--- Data records ---

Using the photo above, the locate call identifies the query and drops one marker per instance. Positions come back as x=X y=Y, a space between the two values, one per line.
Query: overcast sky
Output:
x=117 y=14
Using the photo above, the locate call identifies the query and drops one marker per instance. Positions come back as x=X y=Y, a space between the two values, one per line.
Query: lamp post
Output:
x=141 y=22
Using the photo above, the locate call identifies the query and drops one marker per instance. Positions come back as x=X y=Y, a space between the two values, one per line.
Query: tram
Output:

---
--- Data records ---

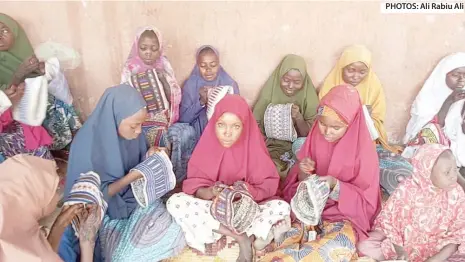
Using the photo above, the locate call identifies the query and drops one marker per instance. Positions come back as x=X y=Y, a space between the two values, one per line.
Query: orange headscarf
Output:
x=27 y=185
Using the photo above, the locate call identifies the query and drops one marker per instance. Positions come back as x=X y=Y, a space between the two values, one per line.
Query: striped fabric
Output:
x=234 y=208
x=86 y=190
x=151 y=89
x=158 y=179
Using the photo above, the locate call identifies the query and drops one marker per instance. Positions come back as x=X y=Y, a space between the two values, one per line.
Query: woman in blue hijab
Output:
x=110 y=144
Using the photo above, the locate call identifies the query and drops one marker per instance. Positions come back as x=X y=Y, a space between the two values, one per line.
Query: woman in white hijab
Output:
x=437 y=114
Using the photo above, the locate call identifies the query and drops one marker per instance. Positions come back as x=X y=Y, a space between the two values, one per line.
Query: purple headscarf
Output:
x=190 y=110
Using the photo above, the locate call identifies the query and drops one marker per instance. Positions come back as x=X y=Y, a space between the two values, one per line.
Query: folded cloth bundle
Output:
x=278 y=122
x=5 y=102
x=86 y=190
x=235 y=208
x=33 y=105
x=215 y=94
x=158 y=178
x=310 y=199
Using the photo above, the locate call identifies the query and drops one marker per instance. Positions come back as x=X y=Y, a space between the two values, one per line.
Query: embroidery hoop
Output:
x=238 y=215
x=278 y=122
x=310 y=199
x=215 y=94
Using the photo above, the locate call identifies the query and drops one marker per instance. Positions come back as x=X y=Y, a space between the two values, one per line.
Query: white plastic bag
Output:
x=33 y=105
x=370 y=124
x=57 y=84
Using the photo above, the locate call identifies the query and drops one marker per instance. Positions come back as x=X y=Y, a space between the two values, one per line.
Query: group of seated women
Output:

---

Problem requirements: What is the number of lines above that contain "hijab"? Answer with that number only.

Result of the exercise: 2